• [Stated problem] Write out all of the lines below as a numbered list, leaving out any blank lines.

[Items taken from a data source]
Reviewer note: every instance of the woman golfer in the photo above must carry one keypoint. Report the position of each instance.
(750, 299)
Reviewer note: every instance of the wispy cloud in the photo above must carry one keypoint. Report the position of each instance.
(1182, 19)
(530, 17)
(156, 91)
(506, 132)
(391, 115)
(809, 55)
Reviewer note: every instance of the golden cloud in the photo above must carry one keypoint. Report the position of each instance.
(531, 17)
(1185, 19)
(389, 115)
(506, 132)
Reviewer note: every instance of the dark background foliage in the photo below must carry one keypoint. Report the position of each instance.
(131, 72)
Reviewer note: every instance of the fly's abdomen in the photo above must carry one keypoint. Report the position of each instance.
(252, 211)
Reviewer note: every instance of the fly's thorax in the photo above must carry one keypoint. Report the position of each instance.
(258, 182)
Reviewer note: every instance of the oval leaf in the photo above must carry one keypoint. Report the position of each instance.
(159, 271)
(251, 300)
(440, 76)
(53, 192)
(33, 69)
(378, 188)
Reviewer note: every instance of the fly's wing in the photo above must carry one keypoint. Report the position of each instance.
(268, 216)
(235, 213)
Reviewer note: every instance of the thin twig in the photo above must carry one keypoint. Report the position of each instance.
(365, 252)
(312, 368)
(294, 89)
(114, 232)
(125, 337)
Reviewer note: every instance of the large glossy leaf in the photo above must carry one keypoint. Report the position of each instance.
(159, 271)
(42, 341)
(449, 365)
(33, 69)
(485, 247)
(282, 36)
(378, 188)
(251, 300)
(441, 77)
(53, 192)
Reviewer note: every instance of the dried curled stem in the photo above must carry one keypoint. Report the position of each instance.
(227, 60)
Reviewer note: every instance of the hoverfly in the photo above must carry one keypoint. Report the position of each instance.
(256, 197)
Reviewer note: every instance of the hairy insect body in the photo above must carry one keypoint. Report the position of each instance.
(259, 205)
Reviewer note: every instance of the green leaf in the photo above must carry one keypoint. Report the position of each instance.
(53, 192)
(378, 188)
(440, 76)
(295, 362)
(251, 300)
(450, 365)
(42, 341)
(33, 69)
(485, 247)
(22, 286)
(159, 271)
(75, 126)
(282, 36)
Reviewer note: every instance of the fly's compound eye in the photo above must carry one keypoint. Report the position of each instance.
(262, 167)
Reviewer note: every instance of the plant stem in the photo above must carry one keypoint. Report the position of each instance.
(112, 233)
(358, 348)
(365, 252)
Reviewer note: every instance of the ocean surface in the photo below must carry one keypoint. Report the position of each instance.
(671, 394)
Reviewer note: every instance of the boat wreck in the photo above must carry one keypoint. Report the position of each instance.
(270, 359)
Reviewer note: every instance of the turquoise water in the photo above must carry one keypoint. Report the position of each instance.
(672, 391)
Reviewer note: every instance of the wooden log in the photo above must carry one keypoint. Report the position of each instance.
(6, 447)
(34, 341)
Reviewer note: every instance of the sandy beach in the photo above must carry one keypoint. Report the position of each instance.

• [Solved problem]
1. Reviewer note: every instance of the woman golfer in the photo above must carry one keypoint. Report the position of each instance.
2. (750, 299)
3. Reviewer note: every instance of the wispy cloud in the photo above must carry one keypoint. Report the position of each instance.
4. (1182, 19)
5. (530, 17)
6. (156, 91)
7. (506, 132)
8. (391, 115)
9. (809, 55)
10. Reviewer note: every instance of the golden cloud in the photo above must carry one keypoint. Report the position of each instance.
11. (531, 17)
12. (1185, 19)
13. (389, 115)
14. (506, 132)
15. Reviewer note: every instance of the dark background foliage in the photo below must carry one keypoint. Report the position of each instance.
16. (131, 72)
17. Reviewer note: every instance of the fly's abdomen in the photo above must carry one keypoint. Report the position of each instance.
18. (252, 211)
19. Reviewer note: every instance of the fly's thorax in the photo above must carry one keypoint. Report the position of each instance.
20. (258, 182)
21. Reviewer note: every instance of the oval leaf in the photo above must carry one keypoint. Report the position of each instance.
22. (159, 271)
23. (251, 300)
24. (440, 76)
25. (53, 192)
26. (33, 69)
27. (378, 188)
28. Reviewer note: every instance of the fly's wing in the photo above must carry one keypoint. Report the position of each instance.
29. (268, 216)
30. (235, 213)
31. Reviewer note: every instance of the thin twig in the photo above must carry one keypoint. Report the position of each instance.
32. (365, 252)
33. (312, 368)
34. (294, 89)
35. (114, 232)
36. (125, 337)
37. Reviewer note: every instance of the large glossy leaf in the photo above must carry one keypoint. Report the position of each instance.
38. (159, 271)
39. (42, 341)
40. (449, 365)
41. (33, 69)
42. (485, 247)
43. (282, 36)
44. (378, 188)
45. (251, 300)
46. (441, 77)
47. (53, 192)
48. Reviewer note: every instance of the dried curled stem in the photo above must carry one keypoint. Report the position of each instance.
49. (227, 60)
50. Reviewer note: every instance of the hoverfly in the photo above must carry one keypoint. Report the position of each instance.
51. (256, 197)
52. Reviewer note: every instance of the hairy insect body in the photo above must carry one keypoint. Report the position of each instance.
53. (259, 205)
54. Reviewer note: every instance of the green leaf in the photo above must carry one keypoint. Report the position of each instance.
55. (53, 192)
56. (378, 188)
57. (440, 76)
58. (295, 362)
59. (251, 300)
60. (450, 365)
61. (42, 341)
62. (33, 69)
63. (485, 247)
64. (22, 286)
65. (159, 271)
66. (75, 126)
67. (282, 36)
68. Reviewer note: every instance of the fly's compound eye in the photo above must carry one keypoint. Report the position of each instance.
69. (262, 167)
70. Reviewer note: every instance of the plant stem in the photo above must carry one keypoint. Report the position of each instance.
71. (112, 233)
72. (358, 348)
73. (365, 252)
74. Reviewer note: every instance of the ocean surface in the photo below must carry one keypoint. Report the position of each instance.
75. (671, 394)
76. Reviewer note: every instance of the boat wreck in the photo above must carry one keypoint. Report the position of each instance.
77. (270, 359)
78. Reviewer note: every instance of the turquoise water in the photo above must carry one keypoint. Report the position of each instance.
79. (672, 391)
80. Reviewer note: every instance of the wooden log in the photo above must carry one keypoint. Report the position of each instance.
81. (6, 447)
82. (34, 341)
83. Reviewer note: every instance of the sandy beach in the photo above must carry one keypoint. Report the position of each instance.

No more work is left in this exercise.